Aim: Rewrite the material below with every "dropped" changed to "placed", keeping everything else the same.

-------- Record set

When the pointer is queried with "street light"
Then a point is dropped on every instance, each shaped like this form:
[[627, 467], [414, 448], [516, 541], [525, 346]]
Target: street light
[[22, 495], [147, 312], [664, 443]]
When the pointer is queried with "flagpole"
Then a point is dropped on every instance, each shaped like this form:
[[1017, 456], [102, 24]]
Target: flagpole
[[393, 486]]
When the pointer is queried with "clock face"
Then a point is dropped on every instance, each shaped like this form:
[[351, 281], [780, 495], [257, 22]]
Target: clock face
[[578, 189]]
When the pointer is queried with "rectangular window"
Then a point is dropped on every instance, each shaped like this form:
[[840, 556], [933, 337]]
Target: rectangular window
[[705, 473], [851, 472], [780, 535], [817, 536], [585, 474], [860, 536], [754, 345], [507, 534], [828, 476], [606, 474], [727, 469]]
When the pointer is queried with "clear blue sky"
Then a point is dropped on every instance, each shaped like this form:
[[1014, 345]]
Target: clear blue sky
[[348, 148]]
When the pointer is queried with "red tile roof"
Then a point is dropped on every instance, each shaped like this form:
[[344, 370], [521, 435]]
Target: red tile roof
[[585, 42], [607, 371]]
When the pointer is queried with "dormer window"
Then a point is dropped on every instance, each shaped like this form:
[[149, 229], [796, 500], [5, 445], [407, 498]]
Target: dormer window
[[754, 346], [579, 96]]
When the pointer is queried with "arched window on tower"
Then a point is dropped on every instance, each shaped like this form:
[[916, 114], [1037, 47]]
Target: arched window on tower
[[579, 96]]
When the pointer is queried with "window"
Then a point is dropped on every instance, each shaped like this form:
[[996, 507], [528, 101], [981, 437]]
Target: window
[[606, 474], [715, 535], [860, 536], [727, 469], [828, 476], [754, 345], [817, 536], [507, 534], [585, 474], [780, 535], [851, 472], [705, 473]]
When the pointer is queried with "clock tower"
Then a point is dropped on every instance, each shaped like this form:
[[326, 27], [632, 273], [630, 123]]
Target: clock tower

----------------

Response to this exercise:
When the pointer is queried with "street light"
Then a point is placed on every instance, each shaped like this form:
[[627, 467], [414, 448], [516, 541], [525, 346]]
Target: street light
[[22, 495], [147, 312], [664, 443]]
When the pointer is queried with "flagpole"
Then a point is placed on every instance, each shaped like this form:
[[1017, 456], [102, 24]]
Target: flagpole
[[393, 486]]
When the pointer is queried with "clock face"
Then a point is placed on every instance, each shaped like this form:
[[351, 281], [780, 495], [257, 22]]
Target: clock face
[[578, 189]]
When the pointer is queried with "rectangular window"
Then a point is placed on every instance, each shaped like this form:
[[840, 556], [933, 337]]
Target: rectangular window
[[705, 473], [851, 472], [780, 535], [817, 536], [585, 474], [860, 536], [754, 345], [507, 534], [828, 476], [606, 474], [727, 469]]
When the pointer is queried with "clear blue sky"
Then a point is placed on every instance, each shaped like this form:
[[1014, 345]]
Target: clear blue sky
[[348, 148]]
When the pointer is queried with "red tile roof"
Then a point is placed on every instance, each shaped like this form:
[[344, 370], [521, 435]]
Target: red tile roof
[[585, 42], [607, 371]]
When the pointer is queried with "dormer window"
Then a point is placed on every instance, each shaped like this form:
[[149, 229], [796, 500], [5, 445], [407, 498]]
Target: dormer window
[[754, 346], [579, 96]]
When the pointer is queried with "arched window on tower"
Then a point is placed on every instance, each shaped like this form:
[[916, 114], [1037, 47]]
Target: arched window on tower
[[579, 96]]
When the pointer is queried with "window"
Then a point is placed on every instance, each shaped like this form:
[[996, 507], [528, 101], [981, 437]]
Target: window
[[606, 474], [715, 535], [860, 536], [727, 469], [828, 476], [754, 345], [817, 536], [507, 534], [585, 474], [780, 535], [851, 472], [705, 473]]
When the pointer is queried with "clock tower"
Then a point is placed on every instance, each shaped like this form:
[[326, 27], [632, 273], [630, 123]]
Target: clock tower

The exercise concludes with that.